**SELECTION:**

Is :math:`w` a syntactically correct program?
This is (part of) what a compiler does.
You write a program, you compile it, and the compiler finds all your
syntax mistakes.
(It also "translates" the program into "bytecode" to be
executed.
We won't talk much about that aspect of compilers in this class.)

.. topic:: Example

   | :math:`G = (\{S\}, \{a, b\}, S, P), P =`
   |    :math:`S \rightarrow SS\ |\ aSa\ |\ b\ |\ \lambda`

   | :math:`L_1 = L(G) = \{w \in \Sigma^* |\ \mbox{strings with an even number of a's}\}`

   | Is :math:`abbab \in L(G)`?


**Exhaustive Search Algorithm**

If you were to run this in OpenFLAP, it takes a LONG time, but
eventually accepts.
The problem is that this approach is rather inefficient
since it is using an exhaustive search for all ways of expanding from
the start symbol.

   | For all :math:`i = 1, 2, 3, \ldots`
   |    Examine all sentential forms yielded by :math:`i` substitutions

.. topic:: Example

   Is :math:`abbab \in L(G)`?

   | :math:`i = 1`
   |   1. :math:`S \Rightarrow SS`
   |   2. :math:`S \Rightarrow aSa`
   |   3. :math:`S \Rightarrow b`
   |   4. :math:`S \Rightarrow \lambda`
   | :math:`i=2`
   |   1. :math:`S \Rightarrow SS \Rightarrow SSS`
   |   2. :math:`S \Rightarrow SS \Rightarrow aSaS`
   |   3. :math:`S \Rightarrow SS \Rightarrow bS`
   |   4. :math:`S \Rightarrow SS \Rightarrow S`
   |   5. :math:`S \Rightarrow aSa \Rightarrow aSSa`
   |   ...

   Note: Will we find :math:`w`? How long will it take? If we just do leftmost
   derivations, then for :math:`i = 2`, 8 of length 2.

   When :math:`i = 6` we will find the derivation of :math:`w`.

   :math:`S \Rightarrow SS \Rightarrow aSaS \Rightarrow aSSaS \Rightarrow abSaS \Rightarrow abba \Rightarrow abbab`

Question: What happens if :math:`w` is not in :math:`L(G)`?
When do we stop the loop in the algorithm and know for sure that
:math:`w` is not going to be derived?

**DATA SHOWN:**
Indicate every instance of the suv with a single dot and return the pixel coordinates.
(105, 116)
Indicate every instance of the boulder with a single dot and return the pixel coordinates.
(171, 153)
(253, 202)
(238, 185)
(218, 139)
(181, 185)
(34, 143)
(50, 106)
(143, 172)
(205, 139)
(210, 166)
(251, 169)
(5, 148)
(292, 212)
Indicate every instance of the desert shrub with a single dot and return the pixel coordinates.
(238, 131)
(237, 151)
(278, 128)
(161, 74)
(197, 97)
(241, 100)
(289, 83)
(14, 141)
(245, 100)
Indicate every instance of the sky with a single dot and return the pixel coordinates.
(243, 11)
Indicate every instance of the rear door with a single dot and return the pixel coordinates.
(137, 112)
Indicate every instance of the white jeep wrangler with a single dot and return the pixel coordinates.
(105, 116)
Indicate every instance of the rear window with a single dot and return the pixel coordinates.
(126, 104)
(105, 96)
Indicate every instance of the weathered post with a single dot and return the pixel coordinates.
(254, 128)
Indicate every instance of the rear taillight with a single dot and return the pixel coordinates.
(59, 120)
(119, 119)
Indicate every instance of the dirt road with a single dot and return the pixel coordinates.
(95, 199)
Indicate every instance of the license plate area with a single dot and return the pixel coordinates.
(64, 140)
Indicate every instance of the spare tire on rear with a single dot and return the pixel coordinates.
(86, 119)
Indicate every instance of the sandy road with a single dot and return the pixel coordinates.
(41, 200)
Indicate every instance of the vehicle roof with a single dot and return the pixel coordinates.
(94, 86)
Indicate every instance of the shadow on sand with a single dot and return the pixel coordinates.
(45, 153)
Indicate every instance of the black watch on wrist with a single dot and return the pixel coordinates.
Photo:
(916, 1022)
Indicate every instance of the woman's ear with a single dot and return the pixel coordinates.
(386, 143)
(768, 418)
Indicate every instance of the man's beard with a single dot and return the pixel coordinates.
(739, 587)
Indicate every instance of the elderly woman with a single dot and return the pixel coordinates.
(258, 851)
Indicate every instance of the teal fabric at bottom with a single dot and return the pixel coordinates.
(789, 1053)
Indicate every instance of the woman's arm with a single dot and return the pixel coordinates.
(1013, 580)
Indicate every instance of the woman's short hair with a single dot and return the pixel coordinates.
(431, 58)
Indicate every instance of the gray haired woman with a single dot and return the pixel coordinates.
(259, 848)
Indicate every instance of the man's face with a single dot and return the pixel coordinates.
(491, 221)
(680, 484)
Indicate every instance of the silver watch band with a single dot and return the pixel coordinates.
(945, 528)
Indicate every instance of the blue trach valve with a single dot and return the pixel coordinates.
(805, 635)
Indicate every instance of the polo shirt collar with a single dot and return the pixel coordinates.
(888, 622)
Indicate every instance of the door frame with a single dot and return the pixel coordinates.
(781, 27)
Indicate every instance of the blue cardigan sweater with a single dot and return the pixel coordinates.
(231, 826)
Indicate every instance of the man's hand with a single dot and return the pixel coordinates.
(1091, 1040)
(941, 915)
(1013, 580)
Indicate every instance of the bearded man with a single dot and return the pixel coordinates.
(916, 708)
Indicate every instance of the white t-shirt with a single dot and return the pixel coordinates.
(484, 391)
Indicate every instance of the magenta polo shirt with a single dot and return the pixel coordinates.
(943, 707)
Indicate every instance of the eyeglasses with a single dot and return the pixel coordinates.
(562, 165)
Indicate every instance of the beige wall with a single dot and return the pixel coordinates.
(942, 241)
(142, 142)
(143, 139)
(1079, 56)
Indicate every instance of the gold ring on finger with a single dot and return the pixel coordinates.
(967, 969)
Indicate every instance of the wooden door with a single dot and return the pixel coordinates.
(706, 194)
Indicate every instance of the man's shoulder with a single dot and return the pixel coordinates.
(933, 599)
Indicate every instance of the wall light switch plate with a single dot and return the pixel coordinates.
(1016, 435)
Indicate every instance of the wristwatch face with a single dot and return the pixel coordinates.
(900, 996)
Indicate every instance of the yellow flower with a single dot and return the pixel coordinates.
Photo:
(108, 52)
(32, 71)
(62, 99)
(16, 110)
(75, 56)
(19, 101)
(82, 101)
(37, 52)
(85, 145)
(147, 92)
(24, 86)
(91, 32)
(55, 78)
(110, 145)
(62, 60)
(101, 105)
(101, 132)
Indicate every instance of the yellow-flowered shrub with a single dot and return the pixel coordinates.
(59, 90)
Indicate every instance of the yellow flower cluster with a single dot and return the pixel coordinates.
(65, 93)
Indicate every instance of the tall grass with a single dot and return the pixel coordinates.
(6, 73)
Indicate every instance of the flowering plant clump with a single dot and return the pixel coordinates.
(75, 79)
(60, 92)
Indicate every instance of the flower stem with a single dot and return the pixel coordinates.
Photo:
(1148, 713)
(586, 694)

**REQUIREMENTS:**
1. Give every production for S in the grammar defined in the first example of the parsing text.
2. In the parsing text, shorten the paragraph that begins "If you were to run this in OpenFLAP" to a single sentence that keeps its main facts.

**TASK RESPONSES:**
1.
S → SS
S → aSa
S → b
S → λ

2. In OpenFLAP this takes a very long time before it finally accepts, because the approach is inefficient: it searches exhaustively through every way of expanding from the start symbol.